◆ TASK INSTRUCTIONS ◆
When the line containing "Task: segment the" appears in the entries below, begin printing there and stop after the line containing "box: [99, 54, 122, 69]"; print each of those lines exactly and no other line.

◆ RECORD EXTRACTS ◆
****
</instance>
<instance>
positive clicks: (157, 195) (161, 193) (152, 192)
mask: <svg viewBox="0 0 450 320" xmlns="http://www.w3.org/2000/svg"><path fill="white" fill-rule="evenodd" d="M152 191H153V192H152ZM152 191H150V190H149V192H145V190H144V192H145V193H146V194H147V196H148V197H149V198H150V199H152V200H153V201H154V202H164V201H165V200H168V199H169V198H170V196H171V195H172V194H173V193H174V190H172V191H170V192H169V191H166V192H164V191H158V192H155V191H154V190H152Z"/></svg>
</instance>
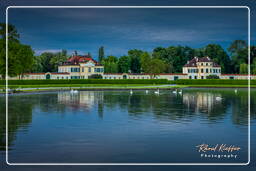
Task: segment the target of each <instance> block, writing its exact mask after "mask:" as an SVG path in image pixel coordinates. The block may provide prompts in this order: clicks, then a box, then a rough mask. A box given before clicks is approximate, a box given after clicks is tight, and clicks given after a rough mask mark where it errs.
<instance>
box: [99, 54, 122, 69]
****
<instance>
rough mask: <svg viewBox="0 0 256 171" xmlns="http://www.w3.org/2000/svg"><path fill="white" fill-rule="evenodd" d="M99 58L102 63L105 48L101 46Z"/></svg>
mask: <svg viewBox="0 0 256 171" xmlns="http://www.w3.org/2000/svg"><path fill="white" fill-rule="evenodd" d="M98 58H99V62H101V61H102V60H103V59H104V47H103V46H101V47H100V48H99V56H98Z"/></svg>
****
◆ RESPONSE ◆
Task: segment the target of each <instance> block, writing its exact mask after "mask:" as an SVG path in image pixel coordinates. The block may provide prompts in this order: clicks, then a box, then a rough mask. A box given before clicks is approximate, a box given after clicks is tight, and clicks given after a rough mask mark where it errs.
<instance>
box: [99, 54, 122, 69]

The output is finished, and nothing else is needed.